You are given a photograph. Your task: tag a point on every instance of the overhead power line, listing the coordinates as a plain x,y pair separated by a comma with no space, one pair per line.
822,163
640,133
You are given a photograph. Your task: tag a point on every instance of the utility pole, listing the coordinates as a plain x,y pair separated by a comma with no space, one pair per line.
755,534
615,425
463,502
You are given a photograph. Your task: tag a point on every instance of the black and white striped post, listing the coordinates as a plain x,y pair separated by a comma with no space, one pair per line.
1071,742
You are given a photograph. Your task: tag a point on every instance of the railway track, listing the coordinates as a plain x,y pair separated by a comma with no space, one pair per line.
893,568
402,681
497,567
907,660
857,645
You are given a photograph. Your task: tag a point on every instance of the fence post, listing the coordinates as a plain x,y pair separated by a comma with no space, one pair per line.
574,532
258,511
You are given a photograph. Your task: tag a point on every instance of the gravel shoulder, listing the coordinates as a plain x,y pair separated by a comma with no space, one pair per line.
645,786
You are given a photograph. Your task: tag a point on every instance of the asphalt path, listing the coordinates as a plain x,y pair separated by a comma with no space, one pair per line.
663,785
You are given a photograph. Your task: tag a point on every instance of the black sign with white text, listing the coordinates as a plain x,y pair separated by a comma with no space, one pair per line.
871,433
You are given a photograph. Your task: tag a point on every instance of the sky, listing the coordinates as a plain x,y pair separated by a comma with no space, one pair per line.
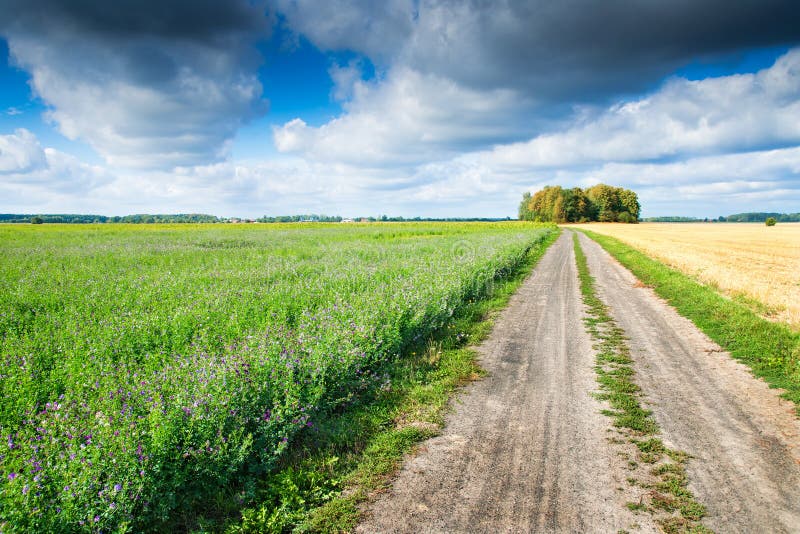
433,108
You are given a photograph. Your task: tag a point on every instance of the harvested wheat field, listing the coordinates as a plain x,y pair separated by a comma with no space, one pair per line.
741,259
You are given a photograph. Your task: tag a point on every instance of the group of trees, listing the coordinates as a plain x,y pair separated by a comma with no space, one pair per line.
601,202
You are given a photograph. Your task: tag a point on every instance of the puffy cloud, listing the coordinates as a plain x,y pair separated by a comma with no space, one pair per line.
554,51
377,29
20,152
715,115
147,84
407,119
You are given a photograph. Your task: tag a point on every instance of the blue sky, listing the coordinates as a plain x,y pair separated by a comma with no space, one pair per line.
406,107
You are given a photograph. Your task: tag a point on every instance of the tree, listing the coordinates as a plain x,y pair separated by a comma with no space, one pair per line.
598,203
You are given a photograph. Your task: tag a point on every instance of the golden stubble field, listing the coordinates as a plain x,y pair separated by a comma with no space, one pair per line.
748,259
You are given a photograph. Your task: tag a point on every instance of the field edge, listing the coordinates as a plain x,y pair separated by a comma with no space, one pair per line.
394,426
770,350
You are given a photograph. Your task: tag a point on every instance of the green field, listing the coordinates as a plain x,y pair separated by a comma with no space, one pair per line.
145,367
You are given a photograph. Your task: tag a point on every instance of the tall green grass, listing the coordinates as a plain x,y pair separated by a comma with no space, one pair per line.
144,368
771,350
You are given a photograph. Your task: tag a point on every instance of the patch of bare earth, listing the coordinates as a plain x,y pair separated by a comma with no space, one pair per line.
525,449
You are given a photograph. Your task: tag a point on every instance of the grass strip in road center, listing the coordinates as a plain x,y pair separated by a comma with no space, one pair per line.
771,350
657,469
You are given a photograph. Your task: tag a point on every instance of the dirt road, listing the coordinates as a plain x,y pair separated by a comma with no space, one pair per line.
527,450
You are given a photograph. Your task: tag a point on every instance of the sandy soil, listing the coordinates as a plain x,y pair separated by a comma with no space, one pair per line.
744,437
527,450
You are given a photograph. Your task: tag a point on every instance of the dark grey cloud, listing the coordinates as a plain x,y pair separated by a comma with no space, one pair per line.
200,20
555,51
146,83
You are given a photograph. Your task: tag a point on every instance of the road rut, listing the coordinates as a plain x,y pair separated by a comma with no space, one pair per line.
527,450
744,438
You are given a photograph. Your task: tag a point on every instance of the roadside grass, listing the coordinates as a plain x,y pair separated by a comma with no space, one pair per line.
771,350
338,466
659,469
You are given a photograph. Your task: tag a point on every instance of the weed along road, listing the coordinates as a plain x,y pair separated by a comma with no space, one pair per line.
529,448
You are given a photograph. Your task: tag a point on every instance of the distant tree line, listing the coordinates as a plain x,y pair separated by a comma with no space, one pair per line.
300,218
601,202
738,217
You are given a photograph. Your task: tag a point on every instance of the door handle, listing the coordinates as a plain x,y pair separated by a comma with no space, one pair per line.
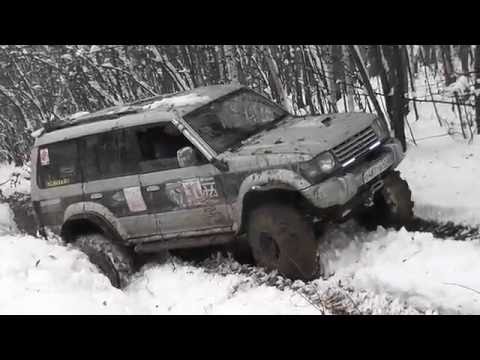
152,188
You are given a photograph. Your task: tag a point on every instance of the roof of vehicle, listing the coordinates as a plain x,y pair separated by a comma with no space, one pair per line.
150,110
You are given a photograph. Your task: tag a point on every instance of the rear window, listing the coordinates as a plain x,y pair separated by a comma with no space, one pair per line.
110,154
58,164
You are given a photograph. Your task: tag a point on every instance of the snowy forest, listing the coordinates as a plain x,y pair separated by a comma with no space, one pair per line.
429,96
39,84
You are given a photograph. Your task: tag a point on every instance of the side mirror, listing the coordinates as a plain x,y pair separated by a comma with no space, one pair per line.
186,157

> [Short problem] Pictures in the data above should not be copied; transcribe everything else exactly.

> [Worked solution]
You are given a photograph. Your task: tag a point on every instance of the overhead power line, listing the coordinates as a plain x,y pair separated by a comma with no space, one pair per line.
822,163
640,133
You are given a photograph. Your task: tag a point on every instance of the utility pole, listing the coordinates as a plain x,y pair separated by a comma with no space, one pair per line.
755,534
615,425
463,502
You are given a photograph. Your task: tag a point on every instance of the black and white striped post, listing the coordinates as a plain x,y pair separated by a comma with no space, one pair per line.
1071,742
You are given a photograph. Your task: tag a point on every instance of the railway track, listing the coordinates as a plain x,y pair separated by a comma with no space, one pair per line.
893,568
402,681
497,567
907,660
857,645
You are given a photograph. Your task: tag a point on every instance of the fence post, listing the coordinates as a plain x,y pair separated by a comma with no space, one pair per line.
574,532
258,511
You are given a photograph. Your task: tag a point on every instance of the gravel shoulder, listing the coordinates as a plain x,y pair separated by a comma with no space, one pair per line.
645,786
You are given a photograph. Your task: tag a point on every instance of the asphalt path, listing the coordinates as a plain x,y pair separated by a comma with no space, one pair per line.
663,785
You are given a photograph. Your task: tag a point on every instance of the black sign with white text, listing the coordinates as a plain x,y pair separated by a comma with no space, one pair per line.
871,433
You are given a photograph. Your task: tag a point on every instance of the sky, listing the coordinates as a plain x,y pair separated by a comma with no space, one pair per line.
433,108
You are given a photograph. Your task: tag a point on every instance of the harvested wheat field, listing the coordinates as a plain x,y pair separated by a comma with no space, one pair per line.
741,259
You are given a photograph. Your task: tag a point on every instance of the group of trees, listing the coordinates as a plain x,y pair separated by a comma with no space, one pair per line.
601,202
You are given a photograph. Your task: tag a point on every instance of the puffy cloud, listing the coordinates as a plain x,y pair separated by a comma with no space, one pair per line.
554,51
377,29
20,152
715,115
147,84
407,119
You are given a photograph. Your task: tag a point on every instance of the blue sky, listing the coordinates as a plain x,y pair separated by a comma with no space, one pair per line.
406,107
You are given a photograph. Your task: tag a point on every instance of the tree, listing the coordinates as a plain x,y pair separated by a comma with no space, one pair per line.
598,203
You are given a photograph. Your task: tag a point on every instance of the golden stubble field, listing the coordinates as a plain x,y pair separated by a comma with no space, one pair per line.
748,259
You are given a photograph. Your task: tag a point on every instance of the field edge, listing the coordinates as a plain x,y pair separated by a comma with no space, one pair per line.
394,426
770,350
You are given a photograph. Your task: tag a point on every instance of the green field, listing the coordinates as a plain x,y pair separated by a comma with no space, one pair per line.
145,367
You are given a photograph. Your task: tag a point on every instance of the tall green grass, listing the coordinates as a plain x,y pair separated by a comma with no space, one pair per line.
144,368
771,350
You are given a photograph. Your task: tag a point on every instance of the patch of bare earth, listing the coordinates as a plain x,y pair separated by a comma with no space, one pair per line.
525,449
You are given a photograph. Your task: tag a point on every instance of the grass strip in road center, listing the coordinates as a plain x,y pair separated by a comma with no space, one pair per line.
771,350
657,469
You are given a photograph. Your task: tag a point on every instance of the dirt road, listing the coordinates as a plain x,y pair separated by a comma with no space, one pair per line.
527,450
You are given a photograph. Your task: tag a point on every instance of the sandy soil, listing the coordinates as a plain x,y pair separated by a comma with no space, one pair per line.
744,437
527,450
You are given a photograph. Your task: tag a point on every instance of the dark grey cloud, listing the coordinates as a plain x,y pair separated by a comma with no space, one pair per line.
200,20
555,51
146,83
You are given a photograph. Your task: tag a point on every instance of the road rut, listing the coordinates as a plain x,y pair separated by a comma with no space, one pair per line.
527,450
744,438
You are given a photograph. Your task: tag a point on every instance of the roadside grass, listing the coordinates as a plain x,y pair separated by a comma with no space, one pair per line.
771,350
338,466
659,469
You are given a photograph. Your task: tag a point on every instance of the weed along road, listing the coordinates as a plain x,y pair separated by a comma with no space, one pair per line.
529,448
You are given a photograph. Your task: tag a point on every instance of the distant tree line, listing the coordinates as a plain x,y pair separated by a comma with no space, one pair per line.
300,218
601,202
738,217
You are given a photograph. Your task: tag a point on every instance of the door handle, listing the coordinates as a plain x,y pair separated by a comma with no space, one pair per line.
152,188
You are given a photograph. Your task: tag a point on every instance of the roof of vehicle, listing the coordinates as a plain x,y pair separated by a comma with no space, one pair per line.
150,110
You are given a photograph. Your task: tag a point on every instance of the rear window, listing the coordinates as a plain x,y pair separated by a comma with no space, one pair per line.
110,154
58,164
You are given a photograph. Your task: tag a point on every instance of the snowy forest, listing the coordinates as a plain x,y pair separated by a comma with no space, one pair per line.
429,96
39,84
You are given a photograph. Your task: tag a point on every instance of the side mirror, listing the coordinates as a plain x,y pair separated by a comma with no space, one pair per line.
186,157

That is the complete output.